**Цитируемый отрывок**:
А потом вдруг подумал: вы пишете ложь, вы не знаете правды, но почему-то не удосуживаетесь ее узнать. Зачем вы это делаете? Наверное, именно затем, чтобы я закричал: «Нет, не прав имярек! Он жулик, который лжет!» (Был такой мерзкий Булгарин, который прославился и вошел в историю литературы только благодаря тому, что писал пасквили и доносы на Пушкина и Грибоедова. Реально Пушкина с Грибоедовым сегодня нет, а булгариных – море.) Ты хочешь, чтобы я тебе доказывал, что я другой? Но разве можно тебе это доказать, если ты не желаешь ничего знать? Я хочу, чтобы только те люди, которых я уважаю и люблю, знали и чувствовали, какой я на самом деле. Эти люди не будут требовать от меня доказательств. А вот вы, которые пишете, будто я собираюсь обанкротить Союз кинематографистов, или строю ипподром где-то в чистом поле под Нижним, или прибрал к рукам какой-то сахарный завод в Ульяновске… Вы сделали из меня монстра – так и бойтесь его сами! Чем хуже вы меня оцениваете, тем страшнее вам со мною общаться.

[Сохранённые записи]
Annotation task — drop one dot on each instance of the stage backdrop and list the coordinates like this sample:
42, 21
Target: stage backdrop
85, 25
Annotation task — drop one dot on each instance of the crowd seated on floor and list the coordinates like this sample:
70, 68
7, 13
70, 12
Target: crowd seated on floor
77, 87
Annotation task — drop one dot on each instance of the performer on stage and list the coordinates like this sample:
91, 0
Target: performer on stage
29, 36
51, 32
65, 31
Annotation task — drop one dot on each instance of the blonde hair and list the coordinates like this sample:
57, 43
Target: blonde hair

**Условия задания**: Продолжите отрывок о лживых публикациях после его последнего предложения.

**Ответ ниже**:
И бог с вами!

Бедный мой старик-отец, которого поносят до сих пор. Как-то я сказал ему: «Отец! Люди, которые дожили до девяноста лет, даже до восьмидесяти, давно никому в стране не нужны. О том, что они еще существуют, знают только они сами и родственники, которые за ними ухаживают. На тебя выливают ушаты грязи? Да ты счастлив должен быть! Ты их возбуждаешь! Любому человеку пожелаю, чтобы к девяносто годам, никого не убив, не зарезав, не будучи диктатором, Пиночетом, он так же возбуждал общество». (I, 102)

(2010)

Интервьюер: Вы сейчас под пулеметным огнем со всех сторон. Вас атакуют за фильм «Утомленные солнцем – 2», за Союз кинематографистов, за распределение госдотаций в кино. Грешным делом подумалось: может быть, Вам просто комфортно «под обстрелом»? Как Вы себя чувствуете в таком положении?

Как на фронте.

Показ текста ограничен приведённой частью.